### [Source]
Note: since version 2.4, negative patterns, called anti-patterns have been introduced. See section 5.2.4 for a detailed description.

A pattern is a term which could contain variables. When matching a pattern against a subject (a ground term), these variables are instantiated by the matching procedure (generated by Tom). In Tom, the variables do not have to be declared: their type is inferred automatically, depending on the context in which they appear.

As described previously, Tom offers several mechanisms to simplify the definition of a pattern:

standard notation: a pattern can be defined using a classical prefix term notation. To make a distinction between variables and constants, the latter have to be written with explicit parentheses, like x(). In this case, the corresponding Tom operator (%op x()) should have been declared. When omitting parentheses, like x, this denotes a variable.
unnamed variable: the _ notation denotes an anonymous variable. It can be used everywhere a variable name can be used. It is useful when the instance of the variable does not need to be used. Similarly, the _* notation can be used to denote an anonymous list-variable. This last notation can improve the efficiency of list-matching because the instances of anonymous list-variables do not need to be built.
annoted variable: the @ operator allows to give a variable name to a subterm. In f(x@g(_)) for example, x is a variable that will be instantiated by the instance of the subterm g(_). The variable x can then be used as any other variable.
implicit notation: as explained below, the %op operator forces to give name to arguments. Assuming that the operator f has two arguments, named arg1 and arg2, then we can write the pattern f[arg1=a()] which is equivalent to f(a(),_). This notation can be interesting when using constructors with many subterms.
unnamed list operator: it is often the case that given a list-sort, only one list-operator is defined. It this case, when there is no ambiguity, the name of the operator can be omitted. Considering the conc list-operator for example (see %oplist and %oparray below), to improve the readability, the pattern conc(_*,x,_*) can be written (_*,x,_*). This feature is particularly useful in the XML notation introduced in the following.
symbol disjunction notation: to factorize the definition of pattern which have common subterms, it is possible to describe a family of patterns using a disjunction of symbols. The pattern (f∣g)(a(),b()) corresponds to the disjunction f(a(),b()) or g(a(),b()). To be allowed in a disjunction (in standard notation), the constructors should have the same signature (arity, domain and codomain).

In practice, it is usually better to use the disjunction notation with the implicit notation Tom offers: ((f∣g)[arg1=a()]). In that case, the signatures of symbols do not have to be identical: only involved slots have to be common (same names and types). Thus, the pattern (f∣g)[arg1=a()] is correct, even if g has more slots than f: it only has to have the slot arg1, with the same sort.

Note: the disjunction of symbol can also be used in Xml notation: <(A∣B)>...</(A∣B)>.

### [Data provided]
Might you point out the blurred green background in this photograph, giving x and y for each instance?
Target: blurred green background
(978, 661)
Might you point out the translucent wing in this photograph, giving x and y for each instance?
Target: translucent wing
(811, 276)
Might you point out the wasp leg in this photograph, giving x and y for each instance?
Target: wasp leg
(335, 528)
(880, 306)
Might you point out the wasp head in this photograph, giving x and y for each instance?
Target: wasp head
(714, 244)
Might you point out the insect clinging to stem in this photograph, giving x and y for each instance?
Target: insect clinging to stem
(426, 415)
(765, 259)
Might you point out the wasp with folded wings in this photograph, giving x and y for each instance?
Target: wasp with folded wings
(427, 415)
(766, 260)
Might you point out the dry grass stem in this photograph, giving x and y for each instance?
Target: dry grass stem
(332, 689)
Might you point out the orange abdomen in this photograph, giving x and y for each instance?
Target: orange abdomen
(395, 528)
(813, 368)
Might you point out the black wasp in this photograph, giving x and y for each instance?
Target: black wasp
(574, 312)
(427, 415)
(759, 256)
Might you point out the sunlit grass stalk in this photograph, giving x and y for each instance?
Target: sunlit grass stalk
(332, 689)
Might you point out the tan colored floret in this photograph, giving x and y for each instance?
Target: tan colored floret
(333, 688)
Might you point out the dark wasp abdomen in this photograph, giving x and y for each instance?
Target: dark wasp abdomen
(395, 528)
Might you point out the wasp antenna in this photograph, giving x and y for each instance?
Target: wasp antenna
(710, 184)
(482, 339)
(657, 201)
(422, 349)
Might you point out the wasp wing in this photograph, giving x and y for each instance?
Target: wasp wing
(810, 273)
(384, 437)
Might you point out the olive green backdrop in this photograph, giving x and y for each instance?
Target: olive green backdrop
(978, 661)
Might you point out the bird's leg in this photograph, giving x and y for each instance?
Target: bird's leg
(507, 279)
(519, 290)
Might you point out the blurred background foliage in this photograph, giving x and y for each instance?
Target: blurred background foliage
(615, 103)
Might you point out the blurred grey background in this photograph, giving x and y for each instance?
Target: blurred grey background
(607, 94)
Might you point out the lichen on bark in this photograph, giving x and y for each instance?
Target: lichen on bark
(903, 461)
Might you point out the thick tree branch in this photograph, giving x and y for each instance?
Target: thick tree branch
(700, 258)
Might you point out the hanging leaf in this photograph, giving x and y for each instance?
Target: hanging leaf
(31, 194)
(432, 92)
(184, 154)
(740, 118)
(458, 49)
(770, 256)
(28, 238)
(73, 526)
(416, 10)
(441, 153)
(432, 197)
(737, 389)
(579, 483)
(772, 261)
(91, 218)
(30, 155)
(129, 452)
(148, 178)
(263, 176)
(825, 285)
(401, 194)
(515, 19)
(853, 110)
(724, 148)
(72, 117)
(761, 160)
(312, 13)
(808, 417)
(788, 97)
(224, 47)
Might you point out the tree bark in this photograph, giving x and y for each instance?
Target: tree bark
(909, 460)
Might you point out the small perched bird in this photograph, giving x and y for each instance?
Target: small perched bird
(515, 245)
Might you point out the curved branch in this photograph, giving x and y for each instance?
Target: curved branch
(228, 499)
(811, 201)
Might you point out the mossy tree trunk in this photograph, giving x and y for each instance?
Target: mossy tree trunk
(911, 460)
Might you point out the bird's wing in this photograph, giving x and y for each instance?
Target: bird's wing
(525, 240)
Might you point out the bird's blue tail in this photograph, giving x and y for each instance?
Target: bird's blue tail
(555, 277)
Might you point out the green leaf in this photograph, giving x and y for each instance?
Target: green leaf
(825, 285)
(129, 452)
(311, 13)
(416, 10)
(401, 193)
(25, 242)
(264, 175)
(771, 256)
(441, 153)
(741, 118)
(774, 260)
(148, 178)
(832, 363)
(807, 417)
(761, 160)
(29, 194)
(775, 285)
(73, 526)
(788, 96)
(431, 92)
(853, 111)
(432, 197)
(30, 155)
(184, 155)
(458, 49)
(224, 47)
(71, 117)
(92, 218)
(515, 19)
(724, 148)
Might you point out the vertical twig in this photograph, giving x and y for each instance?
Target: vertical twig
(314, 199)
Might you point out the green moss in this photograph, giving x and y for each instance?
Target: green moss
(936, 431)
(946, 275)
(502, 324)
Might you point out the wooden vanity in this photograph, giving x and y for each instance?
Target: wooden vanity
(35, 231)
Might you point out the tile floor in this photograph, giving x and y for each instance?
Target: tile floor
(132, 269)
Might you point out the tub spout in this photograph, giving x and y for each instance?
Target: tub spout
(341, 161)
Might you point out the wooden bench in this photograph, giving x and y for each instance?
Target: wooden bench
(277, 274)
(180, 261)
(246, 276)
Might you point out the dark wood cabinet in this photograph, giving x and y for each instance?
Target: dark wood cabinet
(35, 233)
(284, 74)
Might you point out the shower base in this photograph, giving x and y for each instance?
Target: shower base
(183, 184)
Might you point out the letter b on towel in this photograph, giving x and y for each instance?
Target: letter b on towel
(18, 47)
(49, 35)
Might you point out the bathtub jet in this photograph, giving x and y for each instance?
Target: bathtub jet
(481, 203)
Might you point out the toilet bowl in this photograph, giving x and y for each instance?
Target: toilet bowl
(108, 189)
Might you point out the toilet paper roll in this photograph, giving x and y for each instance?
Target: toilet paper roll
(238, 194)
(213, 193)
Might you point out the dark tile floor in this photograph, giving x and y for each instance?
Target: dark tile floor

### [What the task asks]
Continue the passage on Tom pattern notation, picking up after its final note about symbol disjunction in Xml notation.

### [Result of the exercise]
5.2.4 Tom anti-pattern

Since version 2.4, the notion of anti-pattern has been introduced. This offer more expressive power by allowing complement constructs: a pattern can now describe what should not be in the matched subject.

Therefore, the grammar presented in section 5.2.3 is now extended with a new symbol: `!'. The new syntax is the following:

PlainPattern	::=	(``!`')* VariableName
	∣	(``!`')* HeadSymbolList [ ExplicitTermList ∣ ImplicitPairList ]
	∣	...

The semantics of anti-patterns can be best understood when regarding them as complements. For example, a pattern like car[color=blue()] will match all the blue cars. If we add an `!' symbol, the anti-pattern !car[color=blue()] will match everything that is not a blue car, i.e all objects that are not cars or the cars that have a color different from blue. The grammar allows also car[color=!blue()] - matches all cars that are not blue, or !car[color=!blue()] - either everything that is not a car, or a blue car.

Using the non-linearity combined with anti-patterns allows to express interesting searches also. For example, car[interiorColor=x,exteriorColor=x] will match the cars that have the same interior and exterior color. By using the anti-pattern car[interiorColor=x,exteriorColor=!x], the result is as one would expect: it will match all the cars with different interior - exterior colors.

It is also possible to use the anti-patterns in list constructions. Please refer to the tutorial for more examples.

Note: The use of annotations (@) is forbidden bellow a `!' symbol and is prevented by a compilation error. This is due to the fact that what is under this symbol generally will not match, therefore it cannot be used in the action part of the rules. You will also get an error if you try to put `!' before an `_' or `_*' because a construct like `!_' in a pattern will never match anything, therefore it is useless.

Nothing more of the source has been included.